- [Exercise prompt]:
Would you retype all of these records exactly?

— Start Data listing —

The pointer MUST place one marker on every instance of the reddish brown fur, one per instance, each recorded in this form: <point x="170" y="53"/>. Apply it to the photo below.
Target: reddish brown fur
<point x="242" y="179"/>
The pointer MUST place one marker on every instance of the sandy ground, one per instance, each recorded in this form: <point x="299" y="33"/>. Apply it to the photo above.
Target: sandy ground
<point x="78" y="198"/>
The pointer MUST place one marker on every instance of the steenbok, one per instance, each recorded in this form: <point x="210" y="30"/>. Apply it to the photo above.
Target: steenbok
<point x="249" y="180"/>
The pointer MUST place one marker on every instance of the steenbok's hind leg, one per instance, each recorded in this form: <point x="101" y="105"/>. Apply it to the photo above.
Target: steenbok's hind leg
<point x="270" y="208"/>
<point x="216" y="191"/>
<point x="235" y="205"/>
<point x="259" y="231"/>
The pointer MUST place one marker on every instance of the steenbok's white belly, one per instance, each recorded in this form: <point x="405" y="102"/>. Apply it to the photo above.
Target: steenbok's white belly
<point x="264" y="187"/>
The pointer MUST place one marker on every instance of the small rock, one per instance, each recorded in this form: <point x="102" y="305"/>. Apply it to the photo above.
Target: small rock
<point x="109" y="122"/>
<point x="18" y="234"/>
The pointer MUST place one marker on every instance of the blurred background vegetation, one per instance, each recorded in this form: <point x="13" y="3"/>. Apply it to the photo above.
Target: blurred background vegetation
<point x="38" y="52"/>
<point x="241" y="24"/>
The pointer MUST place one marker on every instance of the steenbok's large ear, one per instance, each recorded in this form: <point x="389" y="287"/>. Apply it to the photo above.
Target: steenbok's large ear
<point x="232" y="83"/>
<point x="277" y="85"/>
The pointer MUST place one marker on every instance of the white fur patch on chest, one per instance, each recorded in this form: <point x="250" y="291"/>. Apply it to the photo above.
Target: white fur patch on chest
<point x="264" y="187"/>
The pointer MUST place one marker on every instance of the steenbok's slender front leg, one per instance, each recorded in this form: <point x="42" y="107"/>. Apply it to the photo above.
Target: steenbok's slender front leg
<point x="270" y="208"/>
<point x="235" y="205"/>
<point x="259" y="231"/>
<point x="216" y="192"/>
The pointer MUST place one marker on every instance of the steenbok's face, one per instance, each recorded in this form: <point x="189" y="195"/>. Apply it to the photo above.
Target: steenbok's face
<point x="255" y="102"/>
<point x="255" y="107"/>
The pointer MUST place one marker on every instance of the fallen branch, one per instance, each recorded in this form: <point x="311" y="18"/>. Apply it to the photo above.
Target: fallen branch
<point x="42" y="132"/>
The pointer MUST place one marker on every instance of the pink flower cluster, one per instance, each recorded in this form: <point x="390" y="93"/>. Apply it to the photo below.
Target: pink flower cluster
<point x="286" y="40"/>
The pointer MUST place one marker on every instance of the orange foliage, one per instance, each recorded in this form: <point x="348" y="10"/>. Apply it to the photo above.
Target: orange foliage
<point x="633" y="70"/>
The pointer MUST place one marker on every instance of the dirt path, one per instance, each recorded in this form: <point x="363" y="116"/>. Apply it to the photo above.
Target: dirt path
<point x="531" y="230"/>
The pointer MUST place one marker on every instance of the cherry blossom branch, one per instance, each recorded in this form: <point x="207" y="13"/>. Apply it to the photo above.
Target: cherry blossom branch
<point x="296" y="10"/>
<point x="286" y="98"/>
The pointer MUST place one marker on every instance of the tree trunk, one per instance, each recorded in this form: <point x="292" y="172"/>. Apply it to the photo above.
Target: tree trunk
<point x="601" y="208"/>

— End Data listing —

- [Answer in full]:
The pointer MUST place one marker on every instance of the reddish brown fur, one per instance, each recorded in this form: <point x="170" y="53"/>. Apply it to the photo below.
Target: reddish brown fur
<point x="242" y="179"/>
The pointer MUST place one marker on every instance of the sandy ground, one per instance, each recorded in this form: <point x="299" y="33"/>. Apply it to the photo above.
Target: sandy ground
<point x="78" y="198"/>
The pointer MUST place one marker on every instance of the steenbok, one per instance, each recorded in this form: <point x="210" y="30"/>. Apply it to the photo above.
Target: steenbok
<point x="249" y="180"/>
The pointer MUST place one marker on every instance of the steenbok's hind leg, one per instance, each recorded in this form: <point x="101" y="105"/>. Apply it to the photo above.
Target: steenbok's hind leg
<point x="270" y="208"/>
<point x="216" y="191"/>
<point x="235" y="205"/>
<point x="259" y="231"/>
The pointer MUST place one marker on every instance of the steenbok's white belly, one per instance, each recorded in this form: <point x="405" y="102"/>. Apply it to the photo above.
Target: steenbok's white belly
<point x="264" y="187"/>
The pointer MUST place one marker on every instance of the small rock, one per instance, each recorded in this form: <point x="102" y="305"/>. Apply it to the photo above.
Target: small rock
<point x="109" y="122"/>
<point x="18" y="234"/>
The pointer MUST place one marker on every instance of the blurred background vegetation, one per instance, each recorded in this form: <point x="13" y="3"/>. Apply it to the photo above.
Target: blurred background vegetation
<point x="38" y="52"/>
<point x="241" y="24"/>
The pointer MUST place one marker on every instance of the steenbok's large ear, one per instance, each recorded in this form: <point x="389" y="287"/>. Apply it to the photo above.
Target: steenbok's large ear
<point x="232" y="83"/>
<point x="277" y="85"/>
The pointer MUST place one marker on every instance of the white fur patch on chest, one per instance, each recorded in this form: <point x="250" y="291"/>. Apply it to the photo above.
Target: white fur patch on chest
<point x="264" y="187"/>
The pointer MUST place one marker on every instance of the steenbok's slender front leg, one per instance, each recorded in this form: <point x="42" y="107"/>. Apply it to the photo above.
Target: steenbok's slender front leg
<point x="270" y="208"/>
<point x="235" y="205"/>
<point x="259" y="231"/>
<point x="216" y="192"/>
The pointer MUST place one marker on every instance of the steenbok's face, one per instance, each recorded in this form: <point x="189" y="195"/>. Apply it to the photo above.
Target: steenbok's face
<point x="255" y="102"/>
<point x="255" y="107"/>
The pointer MUST place one marker on every instance of the fallen branch, one per instance, each recorded in this form: <point x="311" y="18"/>. Apply it to the photo above.
Target: fallen branch
<point x="42" y="132"/>
The pointer MUST place one marker on every instance of the pink flower cluster, one per instance, each recorded in this form: <point x="390" y="93"/>. Apply it to the photo below.
Target: pink flower cluster
<point x="286" y="40"/>
The pointer MUST place one marker on every instance of the orange foliage, one per instance, each recorded in this form: <point x="348" y="10"/>. Apply it to the photo above.
Target: orange foliage
<point x="633" y="70"/>
The pointer MUST place one marker on every instance of the dirt path, one per instance, each recorded in this form: <point x="363" y="116"/>. Apply it to the photo above.
Target: dirt path
<point x="531" y="230"/>
The pointer MUST place one marker on every instance of the cherry blossom branch, one per instance, each recorded in this form: <point x="207" y="13"/>. Apply it to the photo above.
Target: cherry blossom branch
<point x="296" y="10"/>
<point x="286" y="98"/>
The pointer MUST place one marker on every instance of the tree trunk, one per instance, each recorded in this form: <point x="292" y="172"/>. Apply it to the photo above.
Target: tree trunk
<point x="601" y="208"/>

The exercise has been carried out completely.